— start of MATERIAL SUPPLIED —

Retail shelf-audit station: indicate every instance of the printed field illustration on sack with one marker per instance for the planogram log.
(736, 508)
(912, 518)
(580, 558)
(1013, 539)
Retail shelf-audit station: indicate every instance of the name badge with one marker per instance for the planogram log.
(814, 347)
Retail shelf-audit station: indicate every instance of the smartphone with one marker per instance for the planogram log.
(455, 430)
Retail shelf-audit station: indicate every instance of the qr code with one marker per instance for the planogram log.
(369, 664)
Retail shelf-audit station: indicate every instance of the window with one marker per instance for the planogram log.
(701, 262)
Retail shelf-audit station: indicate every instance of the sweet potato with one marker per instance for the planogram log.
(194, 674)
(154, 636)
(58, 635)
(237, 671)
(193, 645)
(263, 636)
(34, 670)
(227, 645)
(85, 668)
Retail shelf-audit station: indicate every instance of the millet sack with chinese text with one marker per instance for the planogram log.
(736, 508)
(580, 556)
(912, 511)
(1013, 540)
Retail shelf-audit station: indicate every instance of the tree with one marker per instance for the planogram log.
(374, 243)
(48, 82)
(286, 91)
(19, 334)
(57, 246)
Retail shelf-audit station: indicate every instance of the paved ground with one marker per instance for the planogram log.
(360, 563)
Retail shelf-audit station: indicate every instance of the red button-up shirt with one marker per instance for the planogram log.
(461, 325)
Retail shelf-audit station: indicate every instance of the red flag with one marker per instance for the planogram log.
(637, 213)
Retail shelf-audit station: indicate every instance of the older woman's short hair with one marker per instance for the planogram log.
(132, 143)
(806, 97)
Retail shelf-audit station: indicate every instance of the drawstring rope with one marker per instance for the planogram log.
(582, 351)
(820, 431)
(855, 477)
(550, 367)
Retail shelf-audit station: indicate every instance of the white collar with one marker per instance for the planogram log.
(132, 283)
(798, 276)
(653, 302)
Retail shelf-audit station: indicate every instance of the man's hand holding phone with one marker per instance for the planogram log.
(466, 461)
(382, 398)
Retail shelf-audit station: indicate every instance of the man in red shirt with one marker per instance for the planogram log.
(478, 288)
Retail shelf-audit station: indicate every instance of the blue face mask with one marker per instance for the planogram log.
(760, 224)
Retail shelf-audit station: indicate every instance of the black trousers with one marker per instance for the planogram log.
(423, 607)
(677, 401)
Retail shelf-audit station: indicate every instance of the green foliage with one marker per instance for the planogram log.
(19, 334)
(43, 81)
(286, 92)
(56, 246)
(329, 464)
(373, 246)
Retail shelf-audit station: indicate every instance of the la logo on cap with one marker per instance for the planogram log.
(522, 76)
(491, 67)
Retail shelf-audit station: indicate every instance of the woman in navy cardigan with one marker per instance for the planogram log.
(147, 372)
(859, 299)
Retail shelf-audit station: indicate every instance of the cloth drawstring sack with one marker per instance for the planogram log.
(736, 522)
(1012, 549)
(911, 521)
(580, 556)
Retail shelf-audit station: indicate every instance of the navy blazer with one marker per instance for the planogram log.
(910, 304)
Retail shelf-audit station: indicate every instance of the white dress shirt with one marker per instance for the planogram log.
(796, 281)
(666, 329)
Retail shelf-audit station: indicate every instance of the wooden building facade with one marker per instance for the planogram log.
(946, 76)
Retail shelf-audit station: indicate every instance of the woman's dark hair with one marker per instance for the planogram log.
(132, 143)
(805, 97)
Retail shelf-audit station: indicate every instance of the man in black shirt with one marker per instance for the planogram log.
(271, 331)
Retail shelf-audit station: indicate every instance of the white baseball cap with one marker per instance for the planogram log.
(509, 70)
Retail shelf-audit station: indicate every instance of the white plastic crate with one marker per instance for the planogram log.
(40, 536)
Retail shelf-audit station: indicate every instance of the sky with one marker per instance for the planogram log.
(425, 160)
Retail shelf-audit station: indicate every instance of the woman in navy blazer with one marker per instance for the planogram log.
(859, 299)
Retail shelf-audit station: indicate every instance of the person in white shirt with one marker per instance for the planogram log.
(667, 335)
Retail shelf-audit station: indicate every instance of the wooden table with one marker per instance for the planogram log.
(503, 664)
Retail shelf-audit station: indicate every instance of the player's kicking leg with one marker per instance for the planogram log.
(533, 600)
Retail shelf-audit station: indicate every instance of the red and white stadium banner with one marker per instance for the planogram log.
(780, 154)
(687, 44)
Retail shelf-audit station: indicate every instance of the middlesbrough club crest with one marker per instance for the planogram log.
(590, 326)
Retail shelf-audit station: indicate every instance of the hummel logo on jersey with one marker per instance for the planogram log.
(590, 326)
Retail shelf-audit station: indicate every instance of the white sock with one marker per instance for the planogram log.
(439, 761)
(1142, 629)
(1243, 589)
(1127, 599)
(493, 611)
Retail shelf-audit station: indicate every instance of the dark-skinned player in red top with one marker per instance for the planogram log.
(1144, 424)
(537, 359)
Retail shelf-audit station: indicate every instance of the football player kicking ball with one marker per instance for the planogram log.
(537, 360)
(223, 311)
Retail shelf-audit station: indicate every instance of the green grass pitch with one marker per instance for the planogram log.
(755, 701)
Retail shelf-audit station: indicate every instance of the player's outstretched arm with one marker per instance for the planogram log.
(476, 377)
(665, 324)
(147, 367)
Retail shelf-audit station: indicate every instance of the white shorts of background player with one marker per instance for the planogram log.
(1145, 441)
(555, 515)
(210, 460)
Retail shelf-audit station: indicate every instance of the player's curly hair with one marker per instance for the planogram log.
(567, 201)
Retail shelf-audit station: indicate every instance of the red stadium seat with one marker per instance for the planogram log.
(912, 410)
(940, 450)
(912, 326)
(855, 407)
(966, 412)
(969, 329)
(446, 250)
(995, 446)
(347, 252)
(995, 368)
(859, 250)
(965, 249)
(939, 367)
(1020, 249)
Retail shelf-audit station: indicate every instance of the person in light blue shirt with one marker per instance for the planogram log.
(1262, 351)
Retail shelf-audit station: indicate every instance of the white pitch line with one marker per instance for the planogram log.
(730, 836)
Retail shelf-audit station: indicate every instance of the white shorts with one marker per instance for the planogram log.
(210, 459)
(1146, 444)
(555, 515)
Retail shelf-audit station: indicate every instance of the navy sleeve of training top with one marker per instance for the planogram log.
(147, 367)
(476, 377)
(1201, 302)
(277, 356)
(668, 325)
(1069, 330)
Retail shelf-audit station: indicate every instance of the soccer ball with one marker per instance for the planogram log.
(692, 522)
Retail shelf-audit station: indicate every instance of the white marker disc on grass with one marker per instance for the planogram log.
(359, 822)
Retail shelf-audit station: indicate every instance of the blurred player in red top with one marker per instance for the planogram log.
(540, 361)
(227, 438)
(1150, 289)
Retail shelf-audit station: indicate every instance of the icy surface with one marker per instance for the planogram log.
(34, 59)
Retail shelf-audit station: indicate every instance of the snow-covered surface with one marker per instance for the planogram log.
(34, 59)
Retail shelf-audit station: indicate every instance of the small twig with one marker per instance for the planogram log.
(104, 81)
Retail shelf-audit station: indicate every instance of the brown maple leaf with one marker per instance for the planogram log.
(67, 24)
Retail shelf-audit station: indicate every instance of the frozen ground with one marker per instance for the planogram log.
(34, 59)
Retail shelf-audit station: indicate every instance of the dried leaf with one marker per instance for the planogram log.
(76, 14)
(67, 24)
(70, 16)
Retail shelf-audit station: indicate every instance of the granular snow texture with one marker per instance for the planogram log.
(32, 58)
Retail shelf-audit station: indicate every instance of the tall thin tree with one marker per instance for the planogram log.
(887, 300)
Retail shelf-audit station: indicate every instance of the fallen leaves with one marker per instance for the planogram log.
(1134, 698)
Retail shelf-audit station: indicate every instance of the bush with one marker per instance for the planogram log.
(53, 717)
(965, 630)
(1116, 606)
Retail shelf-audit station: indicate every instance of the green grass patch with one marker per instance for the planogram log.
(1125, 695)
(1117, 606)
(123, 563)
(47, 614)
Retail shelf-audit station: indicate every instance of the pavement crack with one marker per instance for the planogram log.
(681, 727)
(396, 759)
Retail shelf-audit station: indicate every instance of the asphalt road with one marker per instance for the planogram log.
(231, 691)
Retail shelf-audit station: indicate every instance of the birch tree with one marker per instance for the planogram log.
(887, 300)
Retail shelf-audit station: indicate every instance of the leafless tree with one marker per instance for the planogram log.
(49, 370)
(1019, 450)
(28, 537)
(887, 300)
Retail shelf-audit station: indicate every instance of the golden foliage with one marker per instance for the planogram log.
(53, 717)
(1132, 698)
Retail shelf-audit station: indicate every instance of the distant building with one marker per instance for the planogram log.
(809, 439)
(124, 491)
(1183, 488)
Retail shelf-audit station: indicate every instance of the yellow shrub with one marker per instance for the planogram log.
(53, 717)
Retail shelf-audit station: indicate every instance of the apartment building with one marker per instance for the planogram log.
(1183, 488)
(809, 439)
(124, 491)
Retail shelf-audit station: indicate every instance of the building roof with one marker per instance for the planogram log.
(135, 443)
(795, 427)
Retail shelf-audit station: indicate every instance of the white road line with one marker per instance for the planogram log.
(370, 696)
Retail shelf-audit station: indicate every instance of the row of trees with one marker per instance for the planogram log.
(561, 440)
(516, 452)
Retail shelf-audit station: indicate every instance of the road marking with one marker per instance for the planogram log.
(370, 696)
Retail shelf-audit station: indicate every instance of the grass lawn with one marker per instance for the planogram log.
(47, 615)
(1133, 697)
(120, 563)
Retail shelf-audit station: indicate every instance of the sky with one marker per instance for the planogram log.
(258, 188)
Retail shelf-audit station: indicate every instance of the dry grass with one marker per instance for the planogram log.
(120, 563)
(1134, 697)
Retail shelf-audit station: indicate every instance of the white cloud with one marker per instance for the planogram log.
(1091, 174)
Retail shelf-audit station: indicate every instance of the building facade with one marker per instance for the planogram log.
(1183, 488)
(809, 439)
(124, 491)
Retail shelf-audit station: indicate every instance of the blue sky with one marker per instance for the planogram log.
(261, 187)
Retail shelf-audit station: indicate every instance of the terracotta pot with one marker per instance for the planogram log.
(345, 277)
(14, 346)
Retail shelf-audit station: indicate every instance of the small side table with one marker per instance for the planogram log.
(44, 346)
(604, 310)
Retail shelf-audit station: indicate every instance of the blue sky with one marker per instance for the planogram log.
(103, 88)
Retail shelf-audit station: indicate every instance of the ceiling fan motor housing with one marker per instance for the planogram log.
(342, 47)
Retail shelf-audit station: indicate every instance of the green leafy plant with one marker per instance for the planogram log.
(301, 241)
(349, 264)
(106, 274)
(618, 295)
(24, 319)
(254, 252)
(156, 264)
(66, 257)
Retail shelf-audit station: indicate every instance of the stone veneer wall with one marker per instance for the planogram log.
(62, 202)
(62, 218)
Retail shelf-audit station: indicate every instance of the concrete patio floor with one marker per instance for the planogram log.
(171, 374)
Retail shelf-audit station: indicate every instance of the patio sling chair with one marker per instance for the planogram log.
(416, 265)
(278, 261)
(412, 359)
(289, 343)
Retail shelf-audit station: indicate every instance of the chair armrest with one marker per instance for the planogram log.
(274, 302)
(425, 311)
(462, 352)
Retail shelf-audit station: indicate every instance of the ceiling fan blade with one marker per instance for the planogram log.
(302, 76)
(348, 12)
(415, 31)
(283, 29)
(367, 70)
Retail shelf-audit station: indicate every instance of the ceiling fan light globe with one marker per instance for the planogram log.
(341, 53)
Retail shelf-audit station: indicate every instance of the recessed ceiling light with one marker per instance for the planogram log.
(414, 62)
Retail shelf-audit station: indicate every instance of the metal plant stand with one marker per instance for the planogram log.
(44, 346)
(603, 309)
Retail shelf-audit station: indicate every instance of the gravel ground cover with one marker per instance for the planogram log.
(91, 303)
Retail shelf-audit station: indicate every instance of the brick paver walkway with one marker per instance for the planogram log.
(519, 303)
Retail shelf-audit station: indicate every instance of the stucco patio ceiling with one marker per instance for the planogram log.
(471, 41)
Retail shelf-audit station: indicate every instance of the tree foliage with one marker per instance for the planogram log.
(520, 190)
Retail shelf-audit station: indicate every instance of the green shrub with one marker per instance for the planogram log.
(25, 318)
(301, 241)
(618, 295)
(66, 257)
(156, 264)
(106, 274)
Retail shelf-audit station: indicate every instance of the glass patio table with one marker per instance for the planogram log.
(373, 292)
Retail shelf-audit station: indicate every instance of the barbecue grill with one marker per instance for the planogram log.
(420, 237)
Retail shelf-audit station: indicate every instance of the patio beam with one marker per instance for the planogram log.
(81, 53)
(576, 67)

— end of MATERIAL SUPPLIED —

> _TASK DIRECTIONS_: Rewrite the stretch from the line containing "the player's curly" through the line containing "(1069, 330)", changing "white shorts" to "black shorts" and keeping every other part of those lines unchanged.

> _EXERCISE ANSWER_:
Retail shelf-audit station: indicate every instance of the player's curly hair with one marker per instance for the planogram log.
(567, 201)
Retail shelf-audit station: indicate every instance of the red stadium seat with one marker per instance for the planogram log.
(912, 410)
(940, 450)
(912, 326)
(855, 407)
(966, 412)
(969, 329)
(446, 250)
(995, 446)
(347, 252)
(995, 368)
(859, 250)
(965, 249)
(939, 367)
(1020, 249)
Retail shelf-audit station: indicate every instance of the person in light blue shirt with one marker per instance for the planogram log.
(1262, 351)
Retail shelf-audit station: indicate every instance of the white pitch line with one marker per instance for the planogram log.
(730, 836)
Retail shelf-audit station: indicate every instance of the black shorts with one marker per instance for the planogram log.
(210, 459)
(1146, 444)
(555, 515)
Retail shelf-audit station: indicate every instance of the navy sleeve of training top with one marker per instance for the planogram log.
(147, 367)
(476, 377)
(1201, 302)
(277, 356)
(668, 325)
(1069, 330)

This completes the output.